● Problem to solve
Which lines below contain the string "cliff"? Pull out each of them and copy it in full.

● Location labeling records
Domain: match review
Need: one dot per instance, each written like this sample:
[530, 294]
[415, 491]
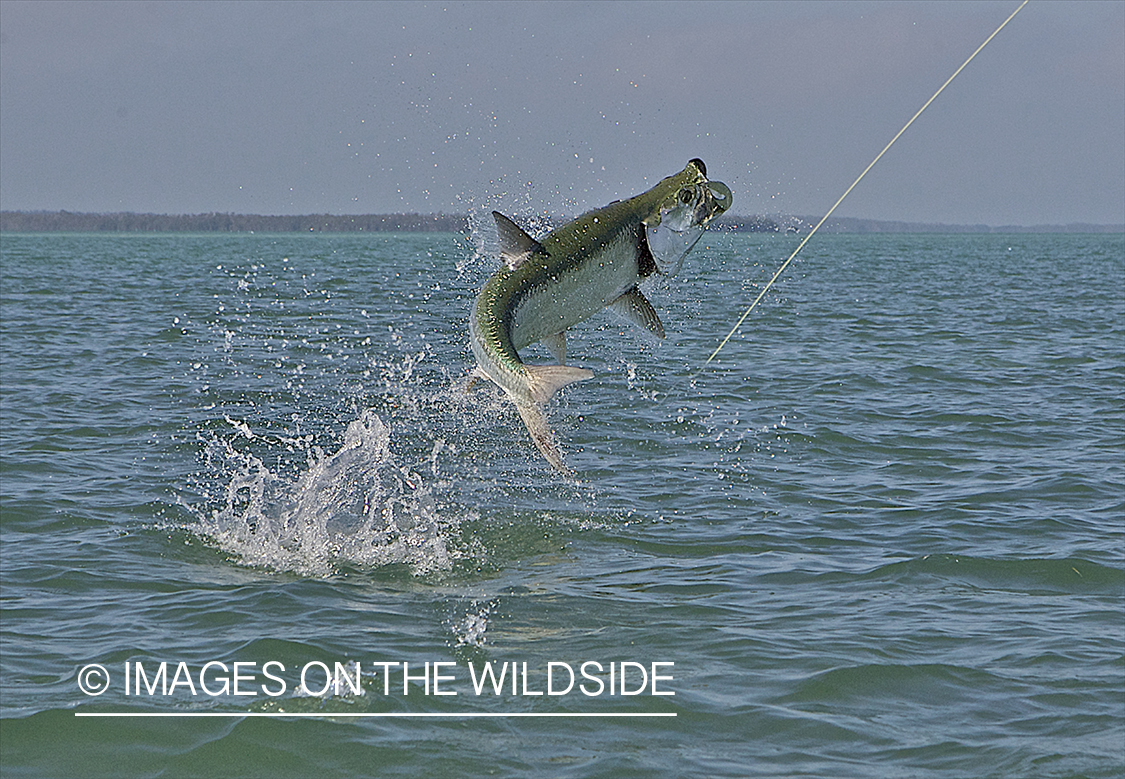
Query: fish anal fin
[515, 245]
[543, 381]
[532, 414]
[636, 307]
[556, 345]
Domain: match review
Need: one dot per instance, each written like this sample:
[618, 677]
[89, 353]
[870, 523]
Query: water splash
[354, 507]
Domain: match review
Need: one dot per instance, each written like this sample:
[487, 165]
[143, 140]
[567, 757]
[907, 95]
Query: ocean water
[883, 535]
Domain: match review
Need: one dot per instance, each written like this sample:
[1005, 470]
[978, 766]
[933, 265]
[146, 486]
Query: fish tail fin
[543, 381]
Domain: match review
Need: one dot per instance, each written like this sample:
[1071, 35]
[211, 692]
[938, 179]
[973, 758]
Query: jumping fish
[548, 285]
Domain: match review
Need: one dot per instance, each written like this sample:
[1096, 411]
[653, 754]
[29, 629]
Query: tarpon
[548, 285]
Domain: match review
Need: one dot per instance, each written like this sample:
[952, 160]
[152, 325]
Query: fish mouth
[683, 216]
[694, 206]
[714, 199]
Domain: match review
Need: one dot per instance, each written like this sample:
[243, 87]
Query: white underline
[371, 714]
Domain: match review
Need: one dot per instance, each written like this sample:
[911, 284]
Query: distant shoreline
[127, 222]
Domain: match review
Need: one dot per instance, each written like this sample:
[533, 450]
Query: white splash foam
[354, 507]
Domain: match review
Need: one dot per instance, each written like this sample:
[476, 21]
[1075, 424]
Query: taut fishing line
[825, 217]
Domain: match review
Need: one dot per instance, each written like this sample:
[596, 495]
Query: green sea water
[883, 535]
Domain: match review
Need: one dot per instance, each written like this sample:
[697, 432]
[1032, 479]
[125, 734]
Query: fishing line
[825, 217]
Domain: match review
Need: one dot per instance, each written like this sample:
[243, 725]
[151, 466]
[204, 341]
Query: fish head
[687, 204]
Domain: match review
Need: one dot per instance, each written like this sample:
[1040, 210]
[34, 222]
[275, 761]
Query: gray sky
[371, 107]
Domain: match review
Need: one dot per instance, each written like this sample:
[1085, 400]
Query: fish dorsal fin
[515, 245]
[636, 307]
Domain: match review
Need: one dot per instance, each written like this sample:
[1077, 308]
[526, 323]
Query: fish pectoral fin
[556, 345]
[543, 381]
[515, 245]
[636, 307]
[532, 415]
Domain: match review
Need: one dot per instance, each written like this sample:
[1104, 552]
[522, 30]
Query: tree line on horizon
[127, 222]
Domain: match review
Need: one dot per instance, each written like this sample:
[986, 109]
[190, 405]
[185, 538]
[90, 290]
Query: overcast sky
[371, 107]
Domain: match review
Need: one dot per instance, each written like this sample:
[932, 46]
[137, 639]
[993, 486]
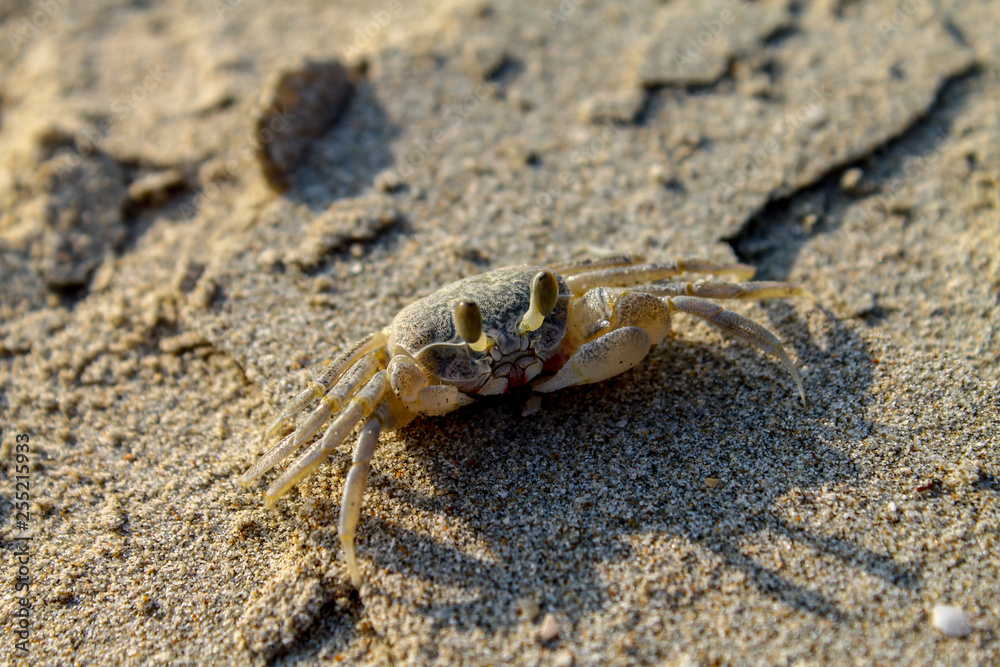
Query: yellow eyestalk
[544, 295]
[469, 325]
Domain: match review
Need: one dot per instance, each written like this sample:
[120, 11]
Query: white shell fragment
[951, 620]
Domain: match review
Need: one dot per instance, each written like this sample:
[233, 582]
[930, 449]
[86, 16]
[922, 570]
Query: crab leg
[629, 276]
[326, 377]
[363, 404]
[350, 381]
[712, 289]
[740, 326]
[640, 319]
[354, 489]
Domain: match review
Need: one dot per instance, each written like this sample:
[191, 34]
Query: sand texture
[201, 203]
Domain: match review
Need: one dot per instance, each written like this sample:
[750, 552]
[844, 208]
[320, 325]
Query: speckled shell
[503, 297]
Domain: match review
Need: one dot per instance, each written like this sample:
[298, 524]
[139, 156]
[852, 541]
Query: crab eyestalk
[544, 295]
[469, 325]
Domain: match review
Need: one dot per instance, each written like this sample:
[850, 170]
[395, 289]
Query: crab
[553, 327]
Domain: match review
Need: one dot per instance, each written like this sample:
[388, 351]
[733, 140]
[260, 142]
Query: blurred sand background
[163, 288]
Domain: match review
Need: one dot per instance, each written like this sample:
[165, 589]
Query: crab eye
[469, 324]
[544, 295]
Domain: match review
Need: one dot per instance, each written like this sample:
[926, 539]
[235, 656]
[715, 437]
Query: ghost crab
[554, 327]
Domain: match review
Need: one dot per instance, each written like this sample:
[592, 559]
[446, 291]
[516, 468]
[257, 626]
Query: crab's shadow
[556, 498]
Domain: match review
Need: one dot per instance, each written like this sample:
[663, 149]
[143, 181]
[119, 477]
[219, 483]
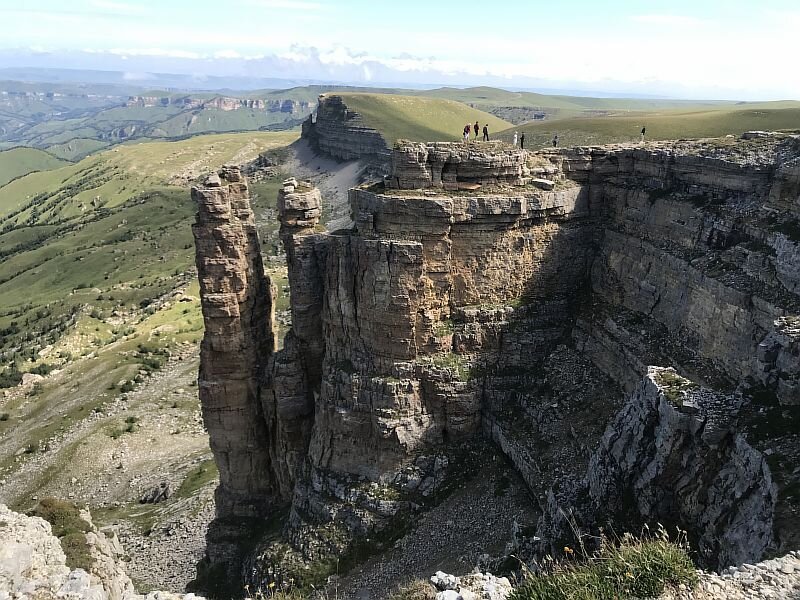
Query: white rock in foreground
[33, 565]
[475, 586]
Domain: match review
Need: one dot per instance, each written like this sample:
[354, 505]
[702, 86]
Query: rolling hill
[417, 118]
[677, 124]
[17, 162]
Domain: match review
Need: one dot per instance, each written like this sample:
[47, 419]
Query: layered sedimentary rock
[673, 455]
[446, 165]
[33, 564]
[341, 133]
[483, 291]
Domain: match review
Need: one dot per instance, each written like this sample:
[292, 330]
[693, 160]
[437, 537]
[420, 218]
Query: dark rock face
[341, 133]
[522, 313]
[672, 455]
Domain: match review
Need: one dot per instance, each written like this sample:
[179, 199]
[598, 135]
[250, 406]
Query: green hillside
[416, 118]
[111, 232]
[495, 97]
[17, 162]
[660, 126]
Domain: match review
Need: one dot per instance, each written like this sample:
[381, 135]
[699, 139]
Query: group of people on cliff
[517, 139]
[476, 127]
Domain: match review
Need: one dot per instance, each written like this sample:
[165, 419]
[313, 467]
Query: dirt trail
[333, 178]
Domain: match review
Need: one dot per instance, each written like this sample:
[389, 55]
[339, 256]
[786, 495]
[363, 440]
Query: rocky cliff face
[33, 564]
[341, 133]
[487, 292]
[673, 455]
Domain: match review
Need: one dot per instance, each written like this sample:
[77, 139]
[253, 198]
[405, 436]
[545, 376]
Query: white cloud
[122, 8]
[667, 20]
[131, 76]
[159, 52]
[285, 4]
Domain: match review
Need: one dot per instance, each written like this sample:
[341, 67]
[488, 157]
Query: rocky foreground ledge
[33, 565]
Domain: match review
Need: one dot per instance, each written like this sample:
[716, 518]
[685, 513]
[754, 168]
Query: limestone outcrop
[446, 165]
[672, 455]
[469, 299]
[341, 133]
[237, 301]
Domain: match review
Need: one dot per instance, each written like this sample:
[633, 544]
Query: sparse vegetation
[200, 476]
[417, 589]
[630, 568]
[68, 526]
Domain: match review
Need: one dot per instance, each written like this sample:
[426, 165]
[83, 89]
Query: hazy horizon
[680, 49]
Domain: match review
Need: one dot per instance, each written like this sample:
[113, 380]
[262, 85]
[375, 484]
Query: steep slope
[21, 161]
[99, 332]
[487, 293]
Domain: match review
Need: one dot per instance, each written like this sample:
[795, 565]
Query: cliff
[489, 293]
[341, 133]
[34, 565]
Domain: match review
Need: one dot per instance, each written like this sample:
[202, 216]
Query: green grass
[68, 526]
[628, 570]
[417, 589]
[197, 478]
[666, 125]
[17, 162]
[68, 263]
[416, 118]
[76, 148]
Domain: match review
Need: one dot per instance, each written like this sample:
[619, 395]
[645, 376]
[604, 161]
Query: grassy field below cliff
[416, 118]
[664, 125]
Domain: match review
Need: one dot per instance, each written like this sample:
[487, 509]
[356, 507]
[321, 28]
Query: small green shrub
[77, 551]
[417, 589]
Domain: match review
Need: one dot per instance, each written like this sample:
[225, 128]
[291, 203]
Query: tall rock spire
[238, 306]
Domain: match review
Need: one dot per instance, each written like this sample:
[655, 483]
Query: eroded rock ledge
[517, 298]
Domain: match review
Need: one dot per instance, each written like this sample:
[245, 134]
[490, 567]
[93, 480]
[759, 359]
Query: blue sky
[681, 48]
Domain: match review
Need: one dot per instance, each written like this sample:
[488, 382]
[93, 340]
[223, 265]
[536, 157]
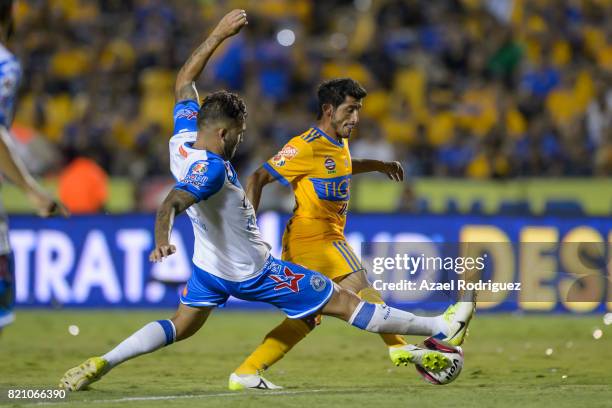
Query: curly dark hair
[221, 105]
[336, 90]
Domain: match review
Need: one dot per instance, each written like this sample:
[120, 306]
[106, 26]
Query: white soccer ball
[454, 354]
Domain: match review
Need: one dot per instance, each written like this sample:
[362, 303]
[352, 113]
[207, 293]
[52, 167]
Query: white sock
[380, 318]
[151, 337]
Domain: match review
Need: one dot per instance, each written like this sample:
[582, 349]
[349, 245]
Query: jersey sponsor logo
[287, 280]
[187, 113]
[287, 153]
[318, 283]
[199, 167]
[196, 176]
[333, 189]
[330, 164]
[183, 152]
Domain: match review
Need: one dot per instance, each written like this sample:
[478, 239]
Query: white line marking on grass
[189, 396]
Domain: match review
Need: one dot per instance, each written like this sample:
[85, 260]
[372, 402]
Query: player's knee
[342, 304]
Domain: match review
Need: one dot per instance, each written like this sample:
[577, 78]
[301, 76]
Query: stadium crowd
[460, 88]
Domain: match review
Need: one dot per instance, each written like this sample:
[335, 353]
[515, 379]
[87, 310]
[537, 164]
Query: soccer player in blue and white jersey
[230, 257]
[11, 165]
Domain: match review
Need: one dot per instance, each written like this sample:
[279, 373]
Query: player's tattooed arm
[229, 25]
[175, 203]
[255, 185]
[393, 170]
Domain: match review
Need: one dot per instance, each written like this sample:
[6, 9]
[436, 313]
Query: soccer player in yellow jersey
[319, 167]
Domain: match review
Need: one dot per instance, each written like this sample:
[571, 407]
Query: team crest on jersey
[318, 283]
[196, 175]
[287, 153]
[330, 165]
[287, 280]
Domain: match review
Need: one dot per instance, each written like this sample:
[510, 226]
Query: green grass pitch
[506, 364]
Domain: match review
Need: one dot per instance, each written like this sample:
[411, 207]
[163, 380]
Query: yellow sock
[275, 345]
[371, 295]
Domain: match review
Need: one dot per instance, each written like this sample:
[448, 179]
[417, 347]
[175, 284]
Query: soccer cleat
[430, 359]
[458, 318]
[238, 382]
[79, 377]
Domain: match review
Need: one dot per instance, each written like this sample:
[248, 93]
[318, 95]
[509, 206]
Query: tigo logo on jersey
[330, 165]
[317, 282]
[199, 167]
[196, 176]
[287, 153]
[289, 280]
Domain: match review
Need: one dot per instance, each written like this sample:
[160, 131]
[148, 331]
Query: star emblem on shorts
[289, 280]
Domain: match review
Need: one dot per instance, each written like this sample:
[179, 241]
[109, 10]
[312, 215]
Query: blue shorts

● The response
Query: group of people on cliff
Query: rocky cliff face
Query: cliff
Query: grassy field below cliff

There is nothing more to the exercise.